**SELECTED EXCERPT**.
/---

Training

Curriculum

The McLaren Greater Lansing General Surgery Program offers exposure to a high volume and a broad range of surgical cases. McLaren Greater Lansing puts an emphasis on the basic and clinical fundamental science that underlies general surgery to ensure that all residents are well trained in the full range of basic science instruction. The surgery program follows a structured basic science curriculum composed of SCORE, Southeast Michigan Center for Medical Education, and a rotating 2-year curriculum implemented by Michigan State University College of Osteopathic Medicine’s Statewide Campus System. This curriculum covers a variety of topics within all six competencies of patient care, medical knowledge, system-based practices, professionalism, interpersonal communication skills, and practice-based learning and improvement. The topics within each curriculum category cover basic to complex issues inclusive of 28 organ system-based categories separated into diseases/conditions and operations/procedures. The surgery program follows standards set forth by the American Board of Surgery and American Board of Osteopathic Surgery to remain current on surgery curriculum updates and changes. The program follows a curriculum inclusive of the essential content areas of surgery such as alimentary tract, skin and soft tissue, breast, cardiothoracic, rural medicine, endocrine surgery, head and neck surgery, pediatric surgery, surgical critical care, surgical oncology, trauma, burn, vascular, UGI, colorectal, hepatobiliary, critical care, transplant, endoscopy, advanced laparoscopy, and robotics.

Wellbeing

Our faculty and administration have a strong commitment to residents’ wellbeing. McLaren Greater Lansing General Surgery Program follows the comprehensive McLaren Health Care Corporate Wellness Policy. This policy monitors the wellbeing of residents on a regular basis. Each resident receives wellness education throughout their training, focused on increasing communication skills, burn out, and leadership skills.

The General Surgery Program offers a wellness curriculum comprised of monthly off-site group activities designed to alleviate stress and encourage comradery. This curriculum also incorporates suicide and burnout education along with ‘circle discussions’ designed for the program to discuss specific issues that cause stress and anxiety, and positive approaches to deal with these issues.

\---

**PROVIDED INFORMATION**.

/---

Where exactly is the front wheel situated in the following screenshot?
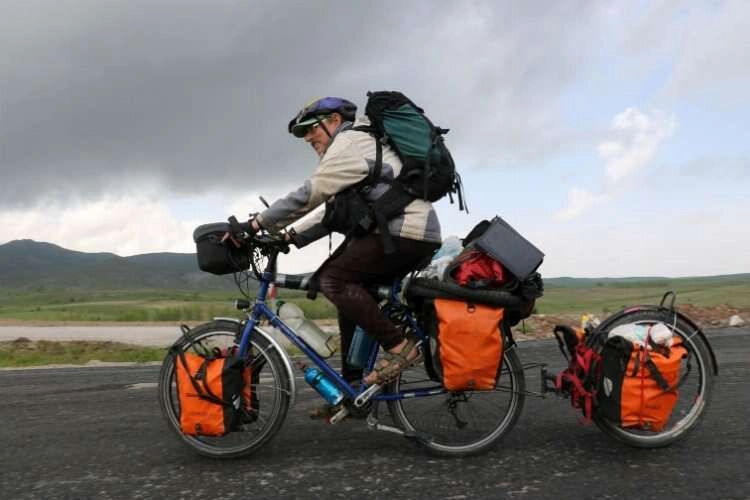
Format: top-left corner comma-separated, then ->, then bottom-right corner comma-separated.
388,346 -> 526,456
159,321 -> 291,458
589,310 -> 714,448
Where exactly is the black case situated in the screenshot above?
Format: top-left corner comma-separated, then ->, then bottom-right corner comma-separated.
193,222 -> 250,275
473,217 -> 544,281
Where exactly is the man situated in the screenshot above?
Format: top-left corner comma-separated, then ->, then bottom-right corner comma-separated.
244,97 -> 442,400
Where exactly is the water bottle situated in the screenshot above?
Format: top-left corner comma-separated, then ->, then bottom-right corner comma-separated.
277,302 -> 336,358
346,326 -> 375,368
607,323 -> 672,348
302,366 -> 344,406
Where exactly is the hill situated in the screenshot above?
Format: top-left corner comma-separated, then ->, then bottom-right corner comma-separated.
0,240 -> 239,291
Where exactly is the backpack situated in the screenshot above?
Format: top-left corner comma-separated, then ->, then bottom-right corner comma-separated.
425,298 -> 504,391
173,347 -> 252,436
596,336 -> 690,432
353,91 -> 468,253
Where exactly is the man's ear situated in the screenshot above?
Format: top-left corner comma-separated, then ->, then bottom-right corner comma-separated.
329,113 -> 344,128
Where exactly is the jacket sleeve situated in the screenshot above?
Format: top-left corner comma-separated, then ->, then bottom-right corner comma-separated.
258,133 -> 368,234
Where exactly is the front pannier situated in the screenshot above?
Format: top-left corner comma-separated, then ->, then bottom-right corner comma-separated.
193,222 -> 250,275
435,299 -> 503,391
175,348 -> 252,436
597,336 -> 689,432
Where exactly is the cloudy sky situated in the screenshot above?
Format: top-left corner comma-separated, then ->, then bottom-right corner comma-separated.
0,0 -> 750,277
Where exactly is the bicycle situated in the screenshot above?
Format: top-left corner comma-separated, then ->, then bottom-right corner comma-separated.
158,235 -> 717,458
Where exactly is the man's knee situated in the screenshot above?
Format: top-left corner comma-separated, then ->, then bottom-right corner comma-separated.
318,266 -> 344,302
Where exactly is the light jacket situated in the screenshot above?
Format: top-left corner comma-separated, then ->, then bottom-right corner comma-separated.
257,117 -> 442,247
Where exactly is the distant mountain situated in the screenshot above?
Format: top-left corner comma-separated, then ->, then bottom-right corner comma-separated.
0,240 -> 241,290
0,240 -> 750,290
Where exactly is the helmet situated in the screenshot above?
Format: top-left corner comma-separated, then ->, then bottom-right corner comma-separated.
288,97 -> 357,137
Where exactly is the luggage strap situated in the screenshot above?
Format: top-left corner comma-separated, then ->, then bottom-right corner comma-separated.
555,344 -> 601,423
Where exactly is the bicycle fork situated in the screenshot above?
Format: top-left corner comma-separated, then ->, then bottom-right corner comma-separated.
367,401 -> 432,444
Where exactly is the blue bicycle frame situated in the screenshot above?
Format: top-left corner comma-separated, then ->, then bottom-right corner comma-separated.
239,266 -> 445,401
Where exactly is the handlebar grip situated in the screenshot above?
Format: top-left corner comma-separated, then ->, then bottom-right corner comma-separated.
274,273 -> 313,290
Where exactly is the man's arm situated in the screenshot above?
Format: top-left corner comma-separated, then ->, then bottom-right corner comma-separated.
256,135 -> 368,232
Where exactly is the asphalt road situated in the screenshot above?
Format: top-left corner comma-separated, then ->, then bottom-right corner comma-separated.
0,328 -> 750,500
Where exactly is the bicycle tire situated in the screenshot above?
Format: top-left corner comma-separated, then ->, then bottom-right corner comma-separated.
588,309 -> 714,448
158,320 -> 291,458
386,347 -> 526,457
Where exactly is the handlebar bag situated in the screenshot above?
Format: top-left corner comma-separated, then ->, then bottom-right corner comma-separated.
597,336 -> 690,432
193,222 -> 250,275
175,350 -> 252,436
435,298 -> 504,391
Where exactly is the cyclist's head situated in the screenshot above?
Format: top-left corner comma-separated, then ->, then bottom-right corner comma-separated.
288,97 -> 357,138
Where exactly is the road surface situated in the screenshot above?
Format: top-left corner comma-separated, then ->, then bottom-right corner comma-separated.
0,328 -> 750,500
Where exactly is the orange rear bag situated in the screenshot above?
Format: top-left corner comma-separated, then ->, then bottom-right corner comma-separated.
597,337 -> 687,432
175,352 -> 251,436
435,299 -> 503,391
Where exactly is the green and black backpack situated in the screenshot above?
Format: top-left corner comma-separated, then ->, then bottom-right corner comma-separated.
355,91 -> 468,249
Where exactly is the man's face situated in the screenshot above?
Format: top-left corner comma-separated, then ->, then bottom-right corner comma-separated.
304,113 -> 341,158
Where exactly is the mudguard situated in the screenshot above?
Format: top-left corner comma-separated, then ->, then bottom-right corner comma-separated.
214,317 -> 297,408
590,305 -> 719,375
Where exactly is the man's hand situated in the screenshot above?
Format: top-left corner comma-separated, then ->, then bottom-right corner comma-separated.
221,215 -> 260,248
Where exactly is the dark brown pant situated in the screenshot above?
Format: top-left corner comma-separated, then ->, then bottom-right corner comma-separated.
318,234 -> 440,381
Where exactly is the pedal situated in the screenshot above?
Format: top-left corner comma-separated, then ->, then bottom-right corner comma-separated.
404,431 -> 432,444
354,384 -> 383,408
328,405 -> 349,424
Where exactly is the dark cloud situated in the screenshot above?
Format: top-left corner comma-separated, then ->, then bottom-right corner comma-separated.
0,1 -> 597,207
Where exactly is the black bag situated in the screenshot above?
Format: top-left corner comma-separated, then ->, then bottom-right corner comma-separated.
464,216 -> 544,281
321,188 -> 375,237
193,222 -> 250,275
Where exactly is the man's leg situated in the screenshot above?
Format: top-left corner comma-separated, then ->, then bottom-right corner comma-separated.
319,234 -> 439,350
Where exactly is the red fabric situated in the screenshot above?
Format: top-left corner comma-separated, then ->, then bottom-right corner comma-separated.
452,251 -> 506,285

\---

**REQUIREMENT 1**.
Answer these about the surgery residency training page:
(a) How many organ system-based categories do the curriculum topics include?
(b) How often are the off-site group activities in the wellness curriculum held?
(c) Which policy does the program follow for resident wellbeing?
**REQUIREMENT 2**. Substitute "tracks" for "monitors" in the surgery residency training page, giving the passage again starting with "Our faculty and" and going on through "and leadership skills.".
**REQUIREMENT 3**. Pick up the surgery residency training page, with its curriculum and wellbeing sections, where it stops, and write what comes next.
The records can be set aside; they play no part here.

**WRITTEN REPLY 1**.
(a) 28
(b) Monthly
(c) The McLaren Health Care Corporate Wellness Policy

**WRITTEN REPLY 2**.
Our faculty and administration have a strong commitment to residents’ wellbeing. McLaren Greater Lansing General Surgery Program follows the comprehensive McLaren Health Care Corporate Wellness Policy. This policy tracks the wellbeing of residents on a regular basis. Each resident receives wellness education throughout their training, focused on increasing communication skills, burn out, and leadership skills.

**WRITTEN REPLY 3**.
Educational Conferences

Regularly scheduled educational conferences include Morbidity and Mortality, Surgical Grand Rounds, Hospital Wide Grand Rounds, Journal Club, Trauma Peer Review, Trauma Steering Committee, Breast Tumor Board, General Tumor Board, Attending Lectures, Research Meetings, Basic Science Lectures by MSUCOM Statewide Campus System and Southeast Michigan Center for Medical Education, and Wellness gatherings. Lectures are provided by the teaching faculty and invited guest physicians. Topics include the fundamentals of basic science such as surgical anatomy, pathology, wound healing, shock, burns, nutrition, blood & blood products, immunology & transplantation, fluid & electrolytes, gastrointestinal tract, pancreatobiliary tract, liver & spleen, breast, endocrine systems, vascular systems, trauma & emergency surgery, head & neck, skin & soft tissue, endoscopy, and outpatient surgery. Presentations include recent technical advances related to surgery; patient care for the disease state as well as current information from various medical, surgical, and research journals, specialty textbooks and online resources.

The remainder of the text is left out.